EXTRACTED TEXT:
Community participation and engagement is crucial for older people, because isolation and loneliness can quickly become debilitating. Group activities might include bingo nights, singing groups or book clubs.
It’s important for aged care residents to feel fulfilled in their daily lives so that they can achieve a sense of purpose and avoid slipping into melancholia.
In order to feel respected, appreciated and accomplished they might engage in activities like buying flowers for a family member, sharing stories or discussing their favourite book with a friend.
Popular aged care lifestyle activities
There are a wide range of different activities that people might choose to engage in to enrich their lives in an aged care centre. Within these choices, there are a few favourites that are often popular.
Bingo night might seem like a cliche, but that’s just because it really is a great choice for the elderly. This game of chance combines mental stimulation with lighthearted competition to create playful entertainment and improve camaraderie between residents.

RECORD EXCERPTS:
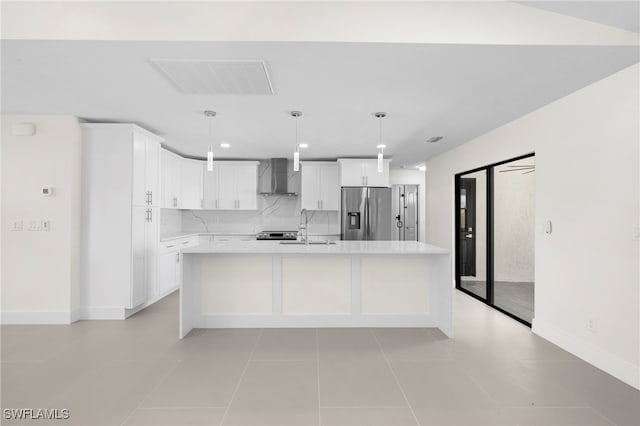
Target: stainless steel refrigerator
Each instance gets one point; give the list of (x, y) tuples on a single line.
[(366, 213)]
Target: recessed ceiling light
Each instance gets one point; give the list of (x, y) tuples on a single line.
[(435, 139)]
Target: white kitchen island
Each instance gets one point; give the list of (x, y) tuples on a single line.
[(347, 284)]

TASK BRIEF:
Resume the text on aged care lifestyle activities, continuing after its last sentence.

ANSWER TO THE EXERCISE:
Arts and Crafts
Arts and crafts might include painting, collaging, drawing, crocheting or quilting. Creative activities like this help to foster a sense of accomplishment and purpose. They also keep the mind sharp by learning new skills or nurturing old ones.
Physical activity is important for people of any age, but especially for aged care residents as they begin to lose muscle mass and bone density. Participating in group exercise such as walking, bike riding, doing yoga or tai chi is a great way to keep residents active.
Group Outings and Excursions
Aged care centres will often organise day trips for a group to go and visit a cafe, a cinema or somewhere else in the local area. This is a popular activity because it allows residents to get some fresh air in a different environment. It also provides opportunities for residents to engage with the local community.
Activities for Dementia Residents in Aged Care
Simple sensory experiences can be really enjoyable for people with dementia. This might include getting massages, smelling fresh flowers or spices, touching fabrics with different textures or having their hair brushed. It’s important to avoid overstimulating them with crowds, lots of movement or loud noises.
Additionally, looking through photos or keepsakes or participating in music therapy can help residents with dementia recall their memories.
Banfields Aged Care provides dementia-specific care in a luxurious memory support wing. There are also activities on offer suitable for residents with dementia, including massages and hairdressing.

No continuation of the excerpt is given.